:: TEXT PROVIDED ::

Additional Manners of performance

Changing the order of progression


Bunkai


Ushiro ni

Backwards.


Kagami yoni

Mirror image, starting right not left or left not right - Migi hajime (start to the right).


Special count or sequence


Kihon

Basic form - relatively long stances, bold exaggerated hand movements, each move by the count, kiai at a couple of points in the kata


Ritsudo

Rhythmic form - grouping of techniques into defensive units according to a pre-determined plan. Simulating reality but with perfect form.


Shinkokyu

Breathing form - slow (Tai Ch'i speed), quiet deep breathing, for perfect form, balance, strength, fluidity.


Hayaku

Speed form - flat out in part as a test for spontaneity and an ability to perform the kata without thought.

:::
:: DATA EXCERPTS ::

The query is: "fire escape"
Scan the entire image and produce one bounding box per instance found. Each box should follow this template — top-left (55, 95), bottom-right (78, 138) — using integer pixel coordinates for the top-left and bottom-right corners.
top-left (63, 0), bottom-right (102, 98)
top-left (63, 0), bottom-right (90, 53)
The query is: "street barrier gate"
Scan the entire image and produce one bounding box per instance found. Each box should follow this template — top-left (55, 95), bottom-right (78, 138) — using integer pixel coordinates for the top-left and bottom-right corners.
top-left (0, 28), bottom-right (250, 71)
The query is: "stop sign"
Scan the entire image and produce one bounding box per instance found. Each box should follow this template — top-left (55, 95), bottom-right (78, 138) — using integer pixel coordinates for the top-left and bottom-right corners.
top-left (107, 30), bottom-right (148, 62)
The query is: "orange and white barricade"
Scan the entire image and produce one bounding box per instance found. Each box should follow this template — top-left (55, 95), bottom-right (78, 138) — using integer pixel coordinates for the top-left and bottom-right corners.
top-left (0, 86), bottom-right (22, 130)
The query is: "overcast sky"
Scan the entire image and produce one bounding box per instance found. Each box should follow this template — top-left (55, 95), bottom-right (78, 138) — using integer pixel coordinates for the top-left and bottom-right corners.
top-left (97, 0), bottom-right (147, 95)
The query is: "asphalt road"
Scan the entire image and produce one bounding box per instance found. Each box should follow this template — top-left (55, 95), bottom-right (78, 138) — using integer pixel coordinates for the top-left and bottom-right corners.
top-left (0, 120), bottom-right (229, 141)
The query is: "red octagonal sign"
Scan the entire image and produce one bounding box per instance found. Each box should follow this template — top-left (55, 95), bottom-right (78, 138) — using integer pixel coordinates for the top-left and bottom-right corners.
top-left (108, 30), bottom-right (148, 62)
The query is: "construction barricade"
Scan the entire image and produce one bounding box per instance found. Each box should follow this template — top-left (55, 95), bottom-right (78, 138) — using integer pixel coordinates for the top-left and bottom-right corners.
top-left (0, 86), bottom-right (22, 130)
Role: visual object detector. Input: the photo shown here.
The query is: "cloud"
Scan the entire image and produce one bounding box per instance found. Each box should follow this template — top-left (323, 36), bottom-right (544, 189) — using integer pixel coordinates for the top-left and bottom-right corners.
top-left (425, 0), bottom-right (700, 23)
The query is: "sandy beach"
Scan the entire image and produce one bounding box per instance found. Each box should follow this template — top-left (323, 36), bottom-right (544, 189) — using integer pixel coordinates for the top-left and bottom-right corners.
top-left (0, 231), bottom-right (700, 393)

:::

- REQUIRED ACTION 1 -
From the list of kata performance manners, return the part that opens with the words containing "Rhythmic form - grouping" and closes with "balance, strength, fluidity.".
- REQUIRED ACTION 2 -
Answer these about the list of kata performance manners:
(a) What does "Ushiro ni" mean?
(b) At what speed is the breathing form done?
(c) What does "Migi hajime" mean?
- REQUIRED ACTION 3 -
Continue the list of kata performance manners from where it stops.
The rows have nothing to do with the list of kata performance manners.

- ANSWER SPACE 1 -
Rhythmic form - grouping of techniques into defensive units according to a pre-determined plan. Simulating reality but with perfect form.


Shinkokyu

Breathing form - slow (Tai Ch'i speed), quiet deep breathing, for perfect form, balance, strength, fluidity.

- ANSWER SPACE 2 -
(a) Backwards.
(b) Slow (Tai Ch'i speed).
(c) Start to the right.

- ANSWER SPACE 3 -
Tensio

Dynamic muscular tensioning form - slow, focusing breathing, tensioning of all the appropriate musculature of the body, but not in a hard rigid destructive way - rather, with a strong, firm but pliable tensioning creating a hard shell around a soft interior.


Qi Gung

Light fast - focus at end - breath exhalation form - standard Shorin Ryu form.


Soft art

Internal light fast -no force or effort form.


Random turn command

Add the complication of turning 90 degrees (or some amount) and resuming on a signal (when you are all doing different forms and scattered about the room).


Power form

Pause between techniques, but execute with explosive power i.e. your absolute maximum. The pauses in between allow for correction etc. Length of pause can be varied too depending on needs of the karate-ka.


Visualisation

Visualisations are a fundamental and essential part of any kata practise. Specific topics may be selected for contemplation such as stance, posture, deportment, balance, receiving, countering, breathing, tension/relaxation, expansion/contraction, fast/slow, linear/circular, hard/soft etc. ad infinitum.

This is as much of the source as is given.